• [JOB 1]:
Answer these questions using the commit email.
(a) Who reported and tested the change?
(b) How many insertions and deletions does the change make?
(c) Which branch was updated?
• [JOB 2]: List every email address in the To line of the commit email.
• [JOB 3]: Reproduce the commit email between "(cherry picked from" and "insertions(+), 5 deletions(-)", inclusive.

Skip site navigation (1)Skip section navigation (2)
Date:      Sat, 10 Apr 2021 06:02:10 GMT
From:      Mateusz Guzik <mjg@FreeBSD.org>
To:        src-committers@FreeBSD.org, dev-commits-src-all@FreeBSD.org, dev-commits-src-branches@FreeBSD.org
Subject:   git: 5dd2f40ab47c - stable/13 - cache: fix resizing in face of lockless lookup
Message-ID:  <202104100602.13A62AB5015289@gitrepo.freebsd.org>

next in thread | raw e-mail | index | archive | help
The branch stable/13 has been updated by mjg:

URL: https://cgit.FreeBSD.org/src/commit/?id=5dd2f40ab47c02906a0fd86af45794b0e3869483

commit 5dd2f40ab47c02906a0fd86af45794b0e3869483
Author:     Mateusz Guzik <mjg@FreeBSD.org>
AuthorDate: 2021-03-29 19:17:57 +0000
Commit:     Mateusz Guzik <mjg@FreeBSD.org>
CommitDate: 2021-04-10 05:57:56 +0000

    cache: fix resizing in face of lockless lookup
    
    Reported by:    pho
    Tested by:      pho
    
    (cherry picked from commit dc532884d582db6da833d598e4bb37ad1880947c)
---
 sys/kern/vfs_cache.c | 111 ++++++++++++++++++++++++++++++++++++++++++++++++---
 1 file changed, 106 insertions(+), 5 deletions(-)

diff --git a/sys/kern/vfs_cache.c b/sys/kern/vfs_cache.c
index fef1e31d197b..ad91fb1686a4 100644
--- a/sys/kern/vfs_cache.c
+++ b/sys/kern/vfs_cache.c
@@ -455,6 +455,9 @@ static long cache_lock_vnodes_cel_3_failures;
 DEBUGNODE_ULONG(vnodes_cel_3_failures, cache_lock_vnodes_cel_3_failures,
     "Number of times 3-way vnode locking failed");
 
+static void cache_fplookup_lockout(void);
+static void cache_fplookup_restore(void);
+
 static void cache_zap_locked(struct namecache *ncp);
 static int vn_fullpath_hardlink(struct nameidata *ndp, char **retbuf,
     char **freebuf, size_t *buflen);
@@ -2544,11 +2547,76 @@ cache_vnode_init(struct vnode *vp)
 	cache_prehash(vp);
 }
 
+/*
+ * Induce transient cache misses for lockless operation in cache_lookup() by
+ * using a temporary hash table.
+ *
+ * This will force a fs lookup.
+ *
+ * Synchronisation is done in 2 steps, calling vfs_smr_quiesce each time
+ * to observe all CPUs not performing the lookup.
+ */
+static void
+cache_changesize_set_temp(struct nchashhead *temptbl, u_long temphash)

• [EXTRACTED MATERIAL]:
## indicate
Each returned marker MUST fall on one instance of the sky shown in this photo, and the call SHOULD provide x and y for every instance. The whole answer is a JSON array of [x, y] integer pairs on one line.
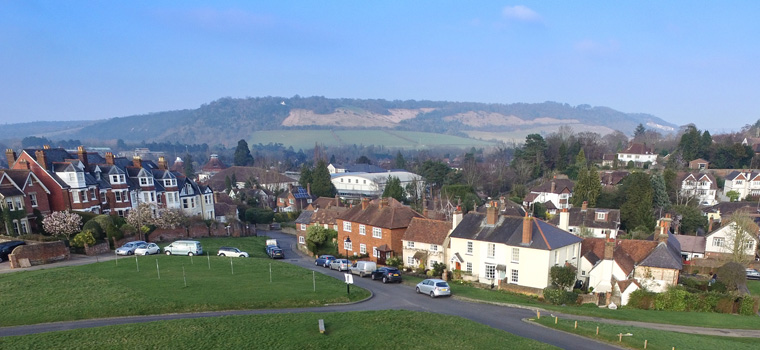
[[683, 61]]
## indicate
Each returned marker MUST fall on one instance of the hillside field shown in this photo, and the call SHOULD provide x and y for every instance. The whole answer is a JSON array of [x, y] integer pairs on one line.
[[305, 139]]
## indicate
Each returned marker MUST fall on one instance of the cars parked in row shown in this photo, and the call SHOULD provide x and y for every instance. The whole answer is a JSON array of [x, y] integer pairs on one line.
[[386, 274], [340, 264], [6, 248], [433, 287], [129, 247], [148, 249], [231, 251], [324, 260]]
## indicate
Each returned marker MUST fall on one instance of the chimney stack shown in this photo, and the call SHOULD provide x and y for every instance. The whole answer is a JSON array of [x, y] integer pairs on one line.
[[492, 213], [82, 155], [564, 219], [40, 154], [527, 229]]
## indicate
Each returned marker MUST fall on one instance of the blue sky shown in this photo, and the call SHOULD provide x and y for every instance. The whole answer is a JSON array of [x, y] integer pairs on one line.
[[683, 61]]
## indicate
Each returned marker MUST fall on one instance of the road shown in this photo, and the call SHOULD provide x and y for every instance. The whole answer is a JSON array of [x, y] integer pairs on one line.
[[385, 297]]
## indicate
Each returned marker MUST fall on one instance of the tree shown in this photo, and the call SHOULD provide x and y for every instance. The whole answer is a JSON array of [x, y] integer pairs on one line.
[[243, 155], [188, 162], [321, 185], [637, 208], [393, 189], [63, 223]]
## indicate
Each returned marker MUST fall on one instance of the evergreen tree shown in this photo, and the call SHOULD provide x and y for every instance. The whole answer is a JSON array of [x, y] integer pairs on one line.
[[243, 155], [636, 211], [393, 189], [321, 185]]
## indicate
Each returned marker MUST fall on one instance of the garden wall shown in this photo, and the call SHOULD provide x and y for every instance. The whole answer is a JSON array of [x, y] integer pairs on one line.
[[38, 254]]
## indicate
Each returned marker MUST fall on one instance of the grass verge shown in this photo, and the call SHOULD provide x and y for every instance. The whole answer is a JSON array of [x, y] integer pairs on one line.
[[634, 337], [186, 284], [348, 330]]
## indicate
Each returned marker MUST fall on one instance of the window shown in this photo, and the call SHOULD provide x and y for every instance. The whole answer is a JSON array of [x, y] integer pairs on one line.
[[490, 271]]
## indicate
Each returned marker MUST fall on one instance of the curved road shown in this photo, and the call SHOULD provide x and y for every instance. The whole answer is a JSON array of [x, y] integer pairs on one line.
[[386, 296]]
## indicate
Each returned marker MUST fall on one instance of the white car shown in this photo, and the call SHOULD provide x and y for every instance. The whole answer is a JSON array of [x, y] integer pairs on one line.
[[129, 247], [231, 251], [148, 249]]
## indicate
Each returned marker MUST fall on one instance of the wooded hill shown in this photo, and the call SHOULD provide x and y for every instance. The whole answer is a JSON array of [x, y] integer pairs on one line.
[[227, 120]]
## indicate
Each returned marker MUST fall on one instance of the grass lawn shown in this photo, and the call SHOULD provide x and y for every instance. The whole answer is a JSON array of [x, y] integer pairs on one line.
[[117, 288], [348, 330], [656, 339], [696, 319]]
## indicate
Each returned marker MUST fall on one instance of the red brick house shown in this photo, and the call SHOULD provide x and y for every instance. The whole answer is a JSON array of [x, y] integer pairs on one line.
[[375, 228]]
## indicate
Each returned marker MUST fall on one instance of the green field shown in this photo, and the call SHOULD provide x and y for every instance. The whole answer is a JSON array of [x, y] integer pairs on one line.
[[656, 339], [305, 139], [349, 330], [186, 284]]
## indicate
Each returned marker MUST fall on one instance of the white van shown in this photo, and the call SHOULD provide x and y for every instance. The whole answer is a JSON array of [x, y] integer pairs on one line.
[[184, 248], [363, 268]]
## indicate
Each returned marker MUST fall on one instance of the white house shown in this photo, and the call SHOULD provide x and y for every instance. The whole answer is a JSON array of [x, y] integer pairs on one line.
[[510, 250]]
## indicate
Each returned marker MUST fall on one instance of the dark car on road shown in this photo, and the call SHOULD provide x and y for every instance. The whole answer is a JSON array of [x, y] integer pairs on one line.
[[387, 274], [324, 260], [6, 248]]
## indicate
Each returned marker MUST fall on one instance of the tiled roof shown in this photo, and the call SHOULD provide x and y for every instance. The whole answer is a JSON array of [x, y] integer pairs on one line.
[[394, 215], [508, 230], [427, 231]]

• [FULL SOLUTION 1]:
(a) pho
(b) 106 insertions and 5 deletions
(c) stable/13

• [FULL SOLUTION 2]:
src-committers@FreeBSD.org
dev-commits-src-all@FreeBSD.org
dev-commits-src-branches@FreeBSD.org

• [FULL SOLUTION 3]:
(cherry picked from commit dc532884d582db6da833d598e4bb37ad1880947c)
---
 sys/kern/vfs_cache.c | 111 ++++++++++++++++++++++++++++++++++++++++++++++++---
 1 file changed, 106 insertions(+), 5 deletions(-)